WRITTEN REQUEST 1 ▸
In the personal account, what belief did the writer take comfort in?
WRITTEN REQUEST 2 ▸
From the personal account, list every situation the writer deliberately entered that carried a risk of harm.
WRITTEN REQUEST 3 ▸
Retype the part of the personal account starting with "I took comfort" and going on through "happened to me.".

PAGE EXTRACT ▸

It’s amazing the lies you believe in order to protect yourself. For me, those lies were about other people and God, but they were mostly about myself.

I took comfort in the belief that I was unlovable. It provided a seemingly reasonable explanation for why I was being abused. I was interfered with by an older male relative. It started when I was five and didn’t stop until I was 15.

If I’d believed that what he was doing was wrong, then it would have raised the question, “Why didn’t my parents intervene?” And if I’d accepted that my parents should have stopped it, my world would have become immediately unsafe. I mean, if you can’t trust the two people who are meant to love and protect you, then whom can you trust? So I chose to believe that I deserved everything that happened to me.

Consequences

As a result, I isolated myself from others. I mistrusted people. I developed the ability to make acquaintances, but kept everyone at arm’s length. I dressed in baggy clothing. During my teenage years, I was terrified of anyone finding me attractive. Every time I found out that a guy liked me, I’d feel increasingly ill and dirty. By the end of three days, those feelings would become so intense I often felt suicidal. I always felt I’d done something unwholesome to provoke the attention.

I deliberately put myself in situations where I was at risk of harm – at screwed-up parties, accompanying virtual strangers back to their homes, walking alone at night through dark places. To this day, I still can’t explain why I put myself in harm’s way.

STORED DATA ▸
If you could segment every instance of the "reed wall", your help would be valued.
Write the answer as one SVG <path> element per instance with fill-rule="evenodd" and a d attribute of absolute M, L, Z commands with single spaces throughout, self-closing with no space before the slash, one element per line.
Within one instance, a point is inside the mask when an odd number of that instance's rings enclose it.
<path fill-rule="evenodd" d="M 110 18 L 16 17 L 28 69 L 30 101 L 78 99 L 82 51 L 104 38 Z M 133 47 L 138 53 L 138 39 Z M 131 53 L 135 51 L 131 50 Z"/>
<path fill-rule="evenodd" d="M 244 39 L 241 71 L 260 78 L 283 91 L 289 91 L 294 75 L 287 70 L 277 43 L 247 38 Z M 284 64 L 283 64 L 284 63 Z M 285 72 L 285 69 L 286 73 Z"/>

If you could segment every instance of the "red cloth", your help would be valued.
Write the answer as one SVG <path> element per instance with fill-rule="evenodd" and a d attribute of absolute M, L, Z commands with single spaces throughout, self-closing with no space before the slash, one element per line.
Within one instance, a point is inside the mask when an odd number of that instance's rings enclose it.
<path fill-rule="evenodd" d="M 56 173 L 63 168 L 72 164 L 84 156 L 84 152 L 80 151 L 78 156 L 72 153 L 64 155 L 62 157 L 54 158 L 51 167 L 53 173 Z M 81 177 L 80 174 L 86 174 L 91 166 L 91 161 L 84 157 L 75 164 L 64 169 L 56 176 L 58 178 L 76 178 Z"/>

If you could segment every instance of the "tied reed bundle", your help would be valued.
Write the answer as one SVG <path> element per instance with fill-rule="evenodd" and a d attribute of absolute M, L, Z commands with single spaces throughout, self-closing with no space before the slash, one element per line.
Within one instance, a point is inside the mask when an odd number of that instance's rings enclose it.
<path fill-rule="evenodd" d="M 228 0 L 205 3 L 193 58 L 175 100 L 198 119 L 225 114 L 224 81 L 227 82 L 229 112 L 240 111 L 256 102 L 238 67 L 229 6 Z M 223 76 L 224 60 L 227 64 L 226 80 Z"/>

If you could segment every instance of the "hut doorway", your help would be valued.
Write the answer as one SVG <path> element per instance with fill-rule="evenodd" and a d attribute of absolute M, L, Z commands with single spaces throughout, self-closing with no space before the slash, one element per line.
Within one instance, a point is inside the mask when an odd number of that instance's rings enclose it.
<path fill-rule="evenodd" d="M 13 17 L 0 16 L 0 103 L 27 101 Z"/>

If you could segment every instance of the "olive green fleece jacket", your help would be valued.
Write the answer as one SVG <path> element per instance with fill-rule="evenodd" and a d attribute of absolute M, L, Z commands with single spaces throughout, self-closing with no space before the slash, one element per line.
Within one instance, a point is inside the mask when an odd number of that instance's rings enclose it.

CORRECT OUTPUT 1 ▸
The belief that the writer was unlovable.

CORRECT OUTPUT 2 ▸
- Screwed-up parties
- Accompanying virtual strangers back to their homes
- Walking alone at night through dark places

CORRECT OUTPUT 3 ▸
I took comfort in the belief that I was unlovable. It provided a seemingly reasonable explanation for why I was being abused. I was interfered with by an older male relative. It started when I was five and didn’t stop until I was 15.

If I’d believed that what he was doing was wrong, then it would have raised the question, “Why didn’t my parents intervene?” And if I’d accepted that my parents should have stopped it, my world would have become immediately unsafe. I mean, if you can’t trust the two people who are meant to love and protect you, then whom can you trust? So I chose to believe that I deserved everything that happened to me.